#### [What the task requires]
Transcribe every one of the entries below word for word, leaving the pictures out of your answer.

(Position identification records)
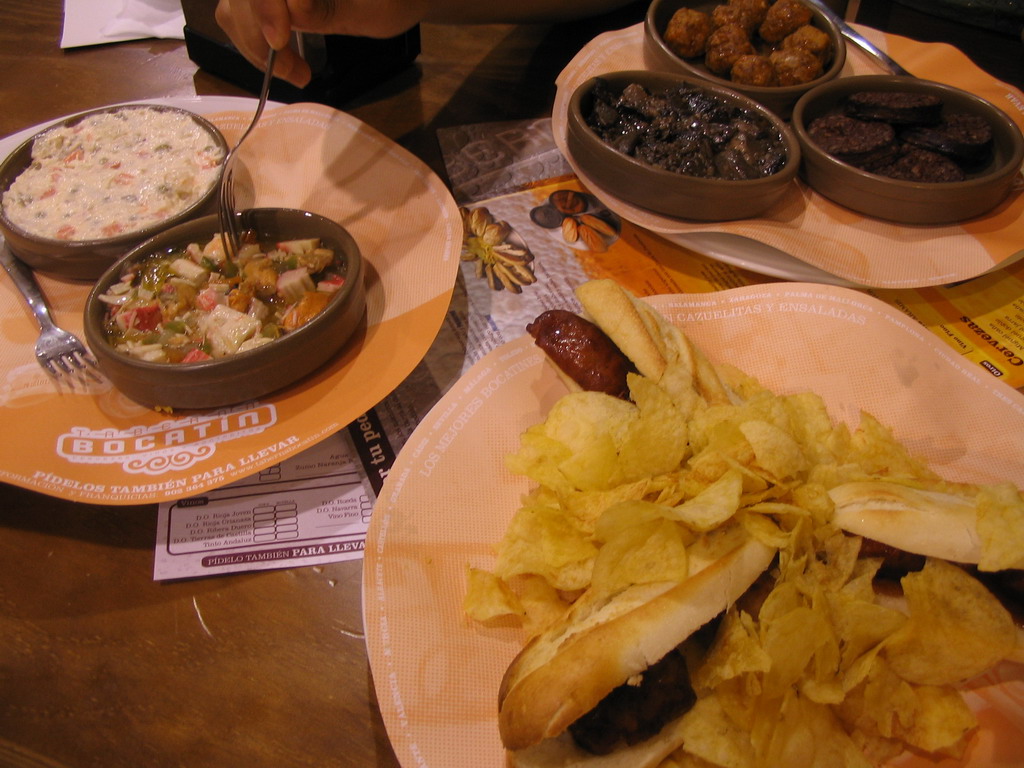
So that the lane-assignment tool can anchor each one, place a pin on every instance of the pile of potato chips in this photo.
(820, 671)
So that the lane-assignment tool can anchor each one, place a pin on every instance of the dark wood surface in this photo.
(99, 665)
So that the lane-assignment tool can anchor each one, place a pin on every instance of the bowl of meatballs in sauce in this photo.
(772, 51)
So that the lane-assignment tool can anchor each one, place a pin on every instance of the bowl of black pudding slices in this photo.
(908, 151)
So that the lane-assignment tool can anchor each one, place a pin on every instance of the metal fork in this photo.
(60, 353)
(230, 233)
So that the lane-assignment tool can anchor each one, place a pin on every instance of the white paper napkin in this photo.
(97, 22)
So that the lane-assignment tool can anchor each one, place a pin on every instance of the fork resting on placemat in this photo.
(60, 353)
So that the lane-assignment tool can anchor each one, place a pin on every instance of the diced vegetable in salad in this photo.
(196, 304)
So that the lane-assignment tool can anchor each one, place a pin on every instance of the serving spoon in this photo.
(859, 40)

#### [Complete output]
So that the lane-assignment tool can anchor each one, place a pin on every instance of the pile of potato chips in this photo.
(820, 671)
So that the lane-assignment tool can anchor each one, place a pin on every instance of the dark wood surface in this photo.
(99, 665)
So that the lane-assignment tool can anchor each one, place a pin on every instance of the bowl of meatballs in sauce in this photo.
(772, 51)
So that the lane-assignment tool can anchor each one, place a pin on every instance of the bowl of black pudding slices in this photo.
(908, 151)
So that the lane-assignment tool can anchor each one, place a pin on every instance of the metal fork in this photo.
(60, 353)
(230, 233)
So that the lane-assignment tool can anchor each one, place a pin on every instance of the white paper napkin in this photo.
(97, 22)
So that the lane-assignment tool can anchor each one, place a pin on every instance of the fork resting on placemat in this photo.
(60, 353)
So that the lane-assignment tool can anchor each one, place a pin on every instance of the diced vegetable in salad in this photo.
(196, 304)
So that the lane-assignment tool can anchor each one, place a pin on every instance of the serving spoon in this photo.
(859, 40)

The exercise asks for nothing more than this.